*WHAT IS REQUIRED*: Of all the lines below, return only those starting with the line holding "Where can the dark gray" and going on through the line holding "Where can the reflection of elevator", exactly as written.

Top of RECORDS

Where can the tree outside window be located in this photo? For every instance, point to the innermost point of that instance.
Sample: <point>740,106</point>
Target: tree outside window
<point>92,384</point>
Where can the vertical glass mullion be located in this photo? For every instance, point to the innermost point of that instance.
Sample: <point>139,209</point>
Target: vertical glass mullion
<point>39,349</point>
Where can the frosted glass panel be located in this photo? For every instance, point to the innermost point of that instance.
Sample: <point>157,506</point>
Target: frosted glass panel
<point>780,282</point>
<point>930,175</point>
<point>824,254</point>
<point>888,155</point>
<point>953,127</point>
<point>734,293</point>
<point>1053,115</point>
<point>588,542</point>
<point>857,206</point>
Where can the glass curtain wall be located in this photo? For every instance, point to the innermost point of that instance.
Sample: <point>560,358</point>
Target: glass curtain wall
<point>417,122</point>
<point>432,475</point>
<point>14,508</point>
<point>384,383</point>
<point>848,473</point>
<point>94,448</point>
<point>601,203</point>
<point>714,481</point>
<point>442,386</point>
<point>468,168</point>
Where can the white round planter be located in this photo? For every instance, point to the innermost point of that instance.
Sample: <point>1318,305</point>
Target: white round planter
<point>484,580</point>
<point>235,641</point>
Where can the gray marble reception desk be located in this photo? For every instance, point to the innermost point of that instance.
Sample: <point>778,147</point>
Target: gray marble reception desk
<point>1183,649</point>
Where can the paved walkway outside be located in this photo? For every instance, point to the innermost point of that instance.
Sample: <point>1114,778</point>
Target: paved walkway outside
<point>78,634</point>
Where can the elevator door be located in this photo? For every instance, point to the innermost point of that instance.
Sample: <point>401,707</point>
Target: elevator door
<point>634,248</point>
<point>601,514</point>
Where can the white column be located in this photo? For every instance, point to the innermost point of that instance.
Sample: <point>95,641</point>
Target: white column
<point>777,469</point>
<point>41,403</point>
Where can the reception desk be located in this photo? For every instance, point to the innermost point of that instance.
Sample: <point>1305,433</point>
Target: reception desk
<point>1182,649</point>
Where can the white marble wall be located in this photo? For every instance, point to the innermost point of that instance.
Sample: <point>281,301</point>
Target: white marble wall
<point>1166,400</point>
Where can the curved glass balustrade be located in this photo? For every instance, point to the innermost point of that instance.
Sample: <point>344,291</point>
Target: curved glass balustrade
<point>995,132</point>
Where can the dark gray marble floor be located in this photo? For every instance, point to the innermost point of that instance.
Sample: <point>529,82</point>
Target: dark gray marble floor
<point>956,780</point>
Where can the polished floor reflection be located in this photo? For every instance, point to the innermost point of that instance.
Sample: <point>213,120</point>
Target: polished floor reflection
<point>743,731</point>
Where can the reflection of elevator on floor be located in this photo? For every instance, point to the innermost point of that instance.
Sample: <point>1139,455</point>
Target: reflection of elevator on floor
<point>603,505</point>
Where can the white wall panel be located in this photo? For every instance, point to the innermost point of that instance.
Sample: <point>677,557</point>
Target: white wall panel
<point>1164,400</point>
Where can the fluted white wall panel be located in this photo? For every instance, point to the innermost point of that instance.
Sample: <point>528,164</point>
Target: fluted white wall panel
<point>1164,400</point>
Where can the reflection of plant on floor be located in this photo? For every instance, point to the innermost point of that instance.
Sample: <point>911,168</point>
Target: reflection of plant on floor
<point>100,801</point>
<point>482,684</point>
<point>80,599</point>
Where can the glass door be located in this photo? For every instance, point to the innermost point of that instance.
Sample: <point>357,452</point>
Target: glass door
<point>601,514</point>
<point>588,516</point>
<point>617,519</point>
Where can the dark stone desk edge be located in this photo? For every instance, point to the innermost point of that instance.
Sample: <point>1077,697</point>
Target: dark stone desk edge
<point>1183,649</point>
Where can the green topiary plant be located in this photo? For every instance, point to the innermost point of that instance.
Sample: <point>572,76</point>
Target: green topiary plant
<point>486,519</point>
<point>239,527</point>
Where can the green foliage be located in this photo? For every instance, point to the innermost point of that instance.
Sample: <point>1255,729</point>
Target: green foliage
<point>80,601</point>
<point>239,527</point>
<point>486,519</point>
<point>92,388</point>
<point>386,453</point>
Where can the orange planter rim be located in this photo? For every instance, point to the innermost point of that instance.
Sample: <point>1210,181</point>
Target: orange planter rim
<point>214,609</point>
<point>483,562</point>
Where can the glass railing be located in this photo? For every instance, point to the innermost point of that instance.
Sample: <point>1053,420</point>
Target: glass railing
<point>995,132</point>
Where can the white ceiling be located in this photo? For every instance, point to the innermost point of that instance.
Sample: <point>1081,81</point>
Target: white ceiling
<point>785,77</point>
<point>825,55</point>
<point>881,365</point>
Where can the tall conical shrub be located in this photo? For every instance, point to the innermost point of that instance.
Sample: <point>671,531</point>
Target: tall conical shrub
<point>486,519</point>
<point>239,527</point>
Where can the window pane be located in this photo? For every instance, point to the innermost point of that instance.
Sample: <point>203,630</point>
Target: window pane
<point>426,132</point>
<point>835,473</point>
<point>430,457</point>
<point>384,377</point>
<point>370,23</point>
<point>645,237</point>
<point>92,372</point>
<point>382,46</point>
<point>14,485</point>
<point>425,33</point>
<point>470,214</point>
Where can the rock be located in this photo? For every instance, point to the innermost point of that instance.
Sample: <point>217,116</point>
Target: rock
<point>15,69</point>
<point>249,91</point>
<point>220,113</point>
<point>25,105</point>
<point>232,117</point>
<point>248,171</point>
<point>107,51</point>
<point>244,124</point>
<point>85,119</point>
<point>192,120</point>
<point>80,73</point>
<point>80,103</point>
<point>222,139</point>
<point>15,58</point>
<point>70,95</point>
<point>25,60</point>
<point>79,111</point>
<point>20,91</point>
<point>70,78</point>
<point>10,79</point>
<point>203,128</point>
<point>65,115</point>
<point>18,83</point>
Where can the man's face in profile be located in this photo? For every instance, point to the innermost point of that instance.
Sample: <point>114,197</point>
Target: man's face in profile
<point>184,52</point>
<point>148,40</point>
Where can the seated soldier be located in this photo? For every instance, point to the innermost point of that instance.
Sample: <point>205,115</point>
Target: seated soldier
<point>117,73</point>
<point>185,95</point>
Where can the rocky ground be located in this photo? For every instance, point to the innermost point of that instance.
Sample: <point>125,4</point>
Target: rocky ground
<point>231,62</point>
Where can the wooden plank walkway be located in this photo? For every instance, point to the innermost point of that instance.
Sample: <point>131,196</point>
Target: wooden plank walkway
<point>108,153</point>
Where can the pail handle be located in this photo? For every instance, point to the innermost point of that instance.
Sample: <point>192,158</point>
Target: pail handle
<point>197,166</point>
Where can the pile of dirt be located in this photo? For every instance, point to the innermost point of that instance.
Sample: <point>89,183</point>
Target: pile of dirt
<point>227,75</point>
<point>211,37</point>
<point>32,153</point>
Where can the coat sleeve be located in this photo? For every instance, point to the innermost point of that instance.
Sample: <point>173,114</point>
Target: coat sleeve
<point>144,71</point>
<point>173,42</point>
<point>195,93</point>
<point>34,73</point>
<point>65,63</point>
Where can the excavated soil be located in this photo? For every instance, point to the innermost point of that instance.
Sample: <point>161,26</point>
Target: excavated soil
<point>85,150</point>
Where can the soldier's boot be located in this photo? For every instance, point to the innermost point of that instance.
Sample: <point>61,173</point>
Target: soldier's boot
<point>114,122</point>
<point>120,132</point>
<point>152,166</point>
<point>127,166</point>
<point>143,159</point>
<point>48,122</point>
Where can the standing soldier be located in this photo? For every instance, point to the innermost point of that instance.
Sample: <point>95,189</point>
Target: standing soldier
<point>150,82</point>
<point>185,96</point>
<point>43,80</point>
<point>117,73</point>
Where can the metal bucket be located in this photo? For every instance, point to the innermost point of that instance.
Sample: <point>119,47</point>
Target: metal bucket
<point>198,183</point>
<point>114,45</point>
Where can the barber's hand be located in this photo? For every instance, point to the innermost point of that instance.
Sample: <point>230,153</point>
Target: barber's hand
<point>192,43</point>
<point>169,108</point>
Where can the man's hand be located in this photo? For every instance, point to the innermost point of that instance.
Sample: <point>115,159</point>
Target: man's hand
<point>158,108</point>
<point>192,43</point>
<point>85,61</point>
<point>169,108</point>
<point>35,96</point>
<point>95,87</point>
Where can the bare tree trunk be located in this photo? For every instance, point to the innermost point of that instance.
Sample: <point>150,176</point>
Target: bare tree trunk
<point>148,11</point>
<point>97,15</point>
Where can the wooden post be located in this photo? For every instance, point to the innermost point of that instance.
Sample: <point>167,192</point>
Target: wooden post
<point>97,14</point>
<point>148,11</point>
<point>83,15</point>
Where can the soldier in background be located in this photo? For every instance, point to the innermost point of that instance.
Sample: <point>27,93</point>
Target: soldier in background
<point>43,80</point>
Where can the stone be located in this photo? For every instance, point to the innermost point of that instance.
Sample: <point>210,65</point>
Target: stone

Bottom of RECORDS

*SOLUTION TO THIS EXERCISE*:
Where can the dark gray marble floor be located in this photo? For every instance, point to the innermost point of that instance.
Sample: <point>529,82</point>
Target: dark gray marble floor
<point>956,780</point>
Where can the polished floor reflection be located in this photo? For every instance, point to the innermost point of that instance.
Sample: <point>213,120</point>
Target: polished floor reflection
<point>743,731</point>
Where can the reflection of elevator on floor be located in this photo? For every instance, point to the innermost point of that instance.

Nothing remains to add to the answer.